§ **Exercise aim**
If a record contains a picture, leave the picture out and copy everything else exactly.

§ **Extracted material**

◇ ◇ ◇ ◇ ◇ ◇ ◇

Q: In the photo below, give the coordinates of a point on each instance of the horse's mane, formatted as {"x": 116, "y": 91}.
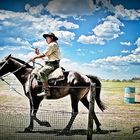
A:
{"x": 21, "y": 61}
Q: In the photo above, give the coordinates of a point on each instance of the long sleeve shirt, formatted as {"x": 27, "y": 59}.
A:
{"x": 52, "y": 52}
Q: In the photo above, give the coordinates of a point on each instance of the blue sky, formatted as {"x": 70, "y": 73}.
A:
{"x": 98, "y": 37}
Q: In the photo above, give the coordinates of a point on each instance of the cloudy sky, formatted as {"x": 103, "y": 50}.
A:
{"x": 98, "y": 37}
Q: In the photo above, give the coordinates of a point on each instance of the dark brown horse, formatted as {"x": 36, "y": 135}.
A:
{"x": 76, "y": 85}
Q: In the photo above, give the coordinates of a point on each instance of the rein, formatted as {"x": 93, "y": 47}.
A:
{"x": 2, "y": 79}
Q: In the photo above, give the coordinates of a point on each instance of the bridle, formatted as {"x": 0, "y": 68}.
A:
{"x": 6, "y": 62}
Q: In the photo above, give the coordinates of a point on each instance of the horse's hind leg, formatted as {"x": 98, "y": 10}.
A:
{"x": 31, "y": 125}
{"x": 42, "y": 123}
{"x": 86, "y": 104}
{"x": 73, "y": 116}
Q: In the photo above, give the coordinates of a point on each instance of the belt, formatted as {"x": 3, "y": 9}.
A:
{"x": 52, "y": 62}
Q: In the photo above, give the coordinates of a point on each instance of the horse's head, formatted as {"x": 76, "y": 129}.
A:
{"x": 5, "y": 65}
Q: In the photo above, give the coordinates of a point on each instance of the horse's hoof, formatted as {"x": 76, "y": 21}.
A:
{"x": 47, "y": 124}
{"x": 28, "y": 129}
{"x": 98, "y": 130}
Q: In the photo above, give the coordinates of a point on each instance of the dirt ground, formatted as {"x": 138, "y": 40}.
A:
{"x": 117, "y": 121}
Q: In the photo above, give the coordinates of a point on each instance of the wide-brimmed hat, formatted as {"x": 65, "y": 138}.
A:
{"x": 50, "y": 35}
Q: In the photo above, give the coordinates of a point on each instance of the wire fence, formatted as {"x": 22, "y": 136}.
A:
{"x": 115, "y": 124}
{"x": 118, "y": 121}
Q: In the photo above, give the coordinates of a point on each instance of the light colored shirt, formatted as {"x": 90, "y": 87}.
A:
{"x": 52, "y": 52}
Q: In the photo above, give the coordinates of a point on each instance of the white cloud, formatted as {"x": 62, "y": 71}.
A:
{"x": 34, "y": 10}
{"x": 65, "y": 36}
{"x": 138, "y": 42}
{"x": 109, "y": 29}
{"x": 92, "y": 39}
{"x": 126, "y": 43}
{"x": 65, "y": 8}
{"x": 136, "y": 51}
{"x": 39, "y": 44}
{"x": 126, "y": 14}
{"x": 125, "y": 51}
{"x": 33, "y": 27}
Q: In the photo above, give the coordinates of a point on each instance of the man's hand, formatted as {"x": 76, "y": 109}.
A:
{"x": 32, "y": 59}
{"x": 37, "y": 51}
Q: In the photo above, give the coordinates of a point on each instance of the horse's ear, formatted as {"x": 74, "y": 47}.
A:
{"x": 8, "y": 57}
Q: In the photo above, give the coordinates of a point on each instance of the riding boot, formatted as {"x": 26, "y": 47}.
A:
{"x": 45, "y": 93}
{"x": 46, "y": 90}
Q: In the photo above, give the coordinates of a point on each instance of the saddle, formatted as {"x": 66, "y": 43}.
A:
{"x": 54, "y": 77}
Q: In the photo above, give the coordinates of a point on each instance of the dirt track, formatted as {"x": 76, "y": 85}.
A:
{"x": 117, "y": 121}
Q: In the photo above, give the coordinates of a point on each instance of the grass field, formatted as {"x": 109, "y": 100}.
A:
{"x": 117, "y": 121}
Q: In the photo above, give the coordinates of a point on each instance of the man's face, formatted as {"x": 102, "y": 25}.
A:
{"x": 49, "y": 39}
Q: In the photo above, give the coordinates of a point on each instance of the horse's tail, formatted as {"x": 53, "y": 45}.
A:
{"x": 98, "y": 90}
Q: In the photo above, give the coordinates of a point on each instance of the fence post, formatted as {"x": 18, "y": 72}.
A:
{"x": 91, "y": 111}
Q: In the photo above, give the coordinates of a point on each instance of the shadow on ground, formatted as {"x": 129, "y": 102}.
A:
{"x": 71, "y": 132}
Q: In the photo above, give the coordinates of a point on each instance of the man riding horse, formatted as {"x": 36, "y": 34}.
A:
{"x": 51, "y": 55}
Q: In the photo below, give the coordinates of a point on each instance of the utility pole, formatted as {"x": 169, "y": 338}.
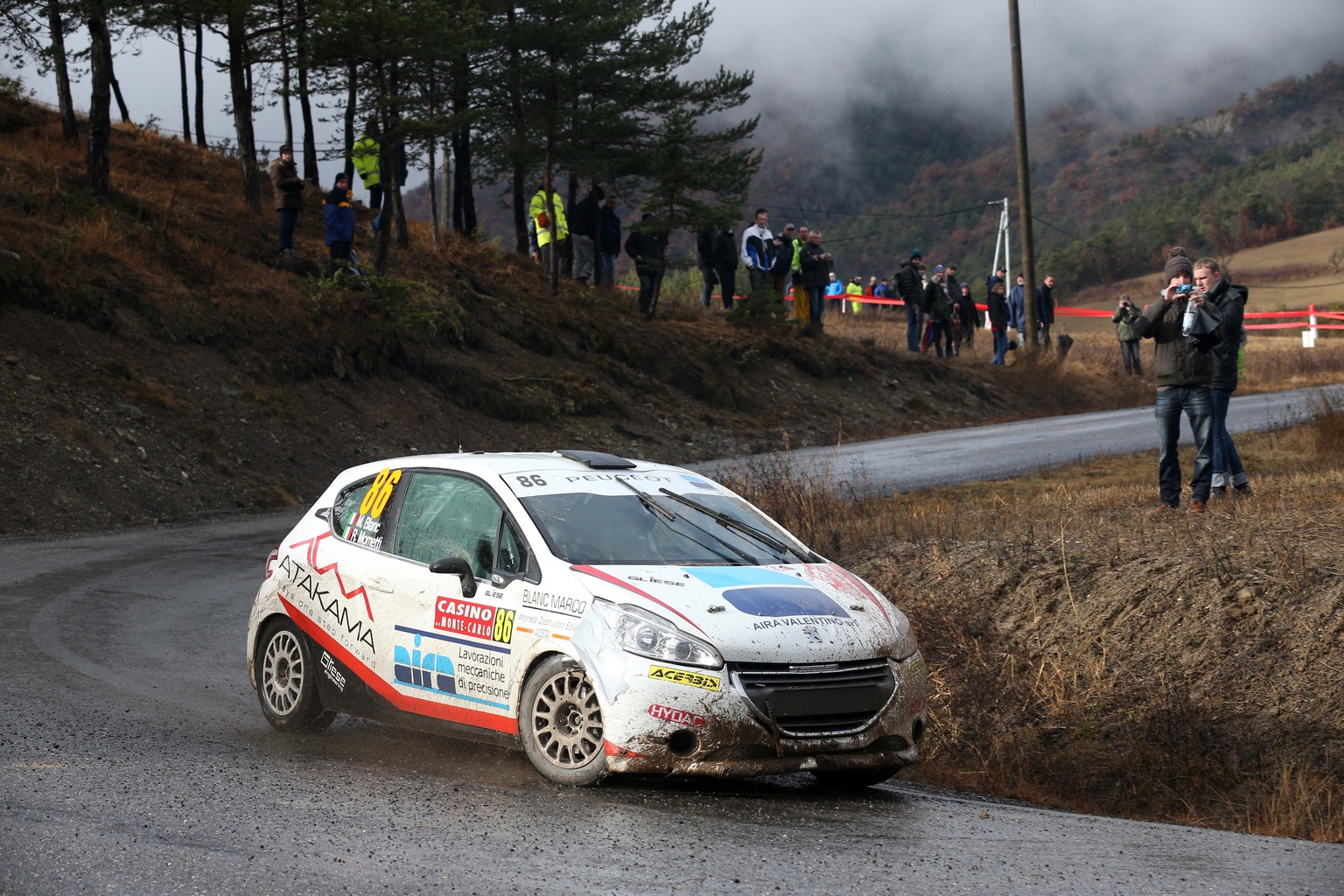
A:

◇ ◇ ◇ ◇ ◇ ◇ ◇

§ **Response below**
Q: In the photo below, give the coordinates of a point on each instance of the horse's mane, formatted as {"x": 116, "y": 91}.
A:
{"x": 21, "y": 61}
Q: In the photo above, give the coordinates of a point on each instance of the long sleeve shirt, formatted as {"x": 27, "y": 59}.
A:
{"x": 52, "y": 52}
Q: In the photo above, give the coordinates of a point on each instance of the blue sky, formatted as {"x": 70, "y": 73}.
A:
{"x": 98, "y": 37}
Q: In the photo above, give the coordinates of a point on each instance of the cloudy sky, formatted as {"x": 103, "y": 50}.
A:
{"x": 98, "y": 37}
Q: In the photo above, give the coordinates of a point on each instance of the dark brown horse, formatted as {"x": 36, "y": 135}.
A:
{"x": 76, "y": 85}
Q: In the photo above, give the coordinates of a point on each instance of the rein, formatted as {"x": 93, "y": 47}.
A:
{"x": 2, "y": 79}
Q: In the photo above, give the coordinates of a point on each instance of the bridle, formatted as {"x": 0, "y": 68}.
A:
{"x": 6, "y": 62}
Q: In the photo above, give the coordinates of a point on each instance of the horse's hind leg, formatted as {"x": 98, "y": 10}.
A:
{"x": 31, "y": 125}
{"x": 42, "y": 123}
{"x": 86, "y": 104}
{"x": 73, "y": 116}
Q: In the photo above, give the coordinates of a point on each instance of the belt, formatted as {"x": 3, "y": 9}.
A:
{"x": 52, "y": 62}
Q: In the photo above, give the coordinates of a point on each instance of the horse's head, formatted as {"x": 76, "y": 129}.
A:
{"x": 5, "y": 65}
Q: In the photo above, give the coordinates of a point on each instance of the horse's hoof, formatted as {"x": 76, "y": 21}.
A:
{"x": 47, "y": 124}
{"x": 28, "y": 129}
{"x": 98, "y": 130}
Q: In the photo above, give the coordinates of a point on each instance of the dirt ground, formatted as {"x": 138, "y": 40}.
A:
{"x": 117, "y": 121}
Q: In the photo above, give the coordinates of a point on each instance of the wide-brimmed hat, formatted as {"x": 65, "y": 138}.
A:
{"x": 50, "y": 35}
Q: In the photo above, give the coordinates of a point on each instance of the wire fence, formatted as {"x": 22, "y": 136}.
A:
{"x": 115, "y": 124}
{"x": 118, "y": 121}
Q: In the photo above, give the coordinates of a point on each instance of the light colored shirt, formatted as {"x": 90, "y": 87}.
A:
{"x": 52, "y": 52}
Q: In the photo above, give the coordinates of a point on each instance of the white cloud, formatted as {"x": 62, "y": 71}.
A:
{"x": 34, "y": 10}
{"x": 65, "y": 36}
{"x": 138, "y": 42}
{"x": 109, "y": 29}
{"x": 92, "y": 39}
{"x": 126, "y": 43}
{"x": 65, "y": 8}
{"x": 136, "y": 51}
{"x": 39, "y": 44}
{"x": 126, "y": 14}
{"x": 125, "y": 51}
{"x": 33, "y": 27}
Q: In the photo above, give the coordinates of a point on each instance of the man's hand, formatted as {"x": 76, "y": 109}.
A:
{"x": 32, "y": 59}
{"x": 37, "y": 51}
Q: In the photo above, give the coordinates of a point on each instance of the horse's ear, formatted as {"x": 74, "y": 47}.
A:
{"x": 8, "y": 57}
Q: In the photo above, give the coordinates of a point on each instance of the riding boot, formatted as {"x": 26, "y": 47}.
A:
{"x": 45, "y": 93}
{"x": 46, "y": 90}
Q: In the photo above, give the coordinates of a point on each instance of the saddle, formatted as {"x": 66, "y": 43}.
A:
{"x": 54, "y": 77}
Q: In the photo above, give the coordinates of a point on each instance of the dirt track, formatted as {"x": 76, "y": 85}.
A:
{"x": 117, "y": 121}
Q: In the photo above, give the coordinates of a point on each instance of the grass field, formatted as {"x": 109, "y": 100}.
A:
{"x": 117, "y": 121}
Q: In the photo above, give the coordinates of a point on each instance of the man's face, formatted as {"x": 102, "y": 25}.
A:
{"x": 49, "y": 39}
Q: In the photo above, give the coordinates of a point on each instance of the horse's tail, formatted as {"x": 53, "y": 45}.
A:
{"x": 98, "y": 90}
Q: In the photo above, give the coordinates of a point on each instance of the fence post, formatted as {"x": 18, "y": 72}.
A:
{"x": 91, "y": 111}
Q: In the photo above, give the coordinates of a point on each instance of the shadow on ground, formatted as {"x": 129, "y": 102}.
A:
{"x": 71, "y": 132}
Q: In the photo above, give the coordinates of a point on each instance of the man riding horse, formatted as {"x": 36, "y": 34}.
A:
{"x": 51, "y": 55}
Q: In the photo below, give the coordinates of a point on each instance of the utility pole, formatted as {"x": 169, "y": 338}.
A:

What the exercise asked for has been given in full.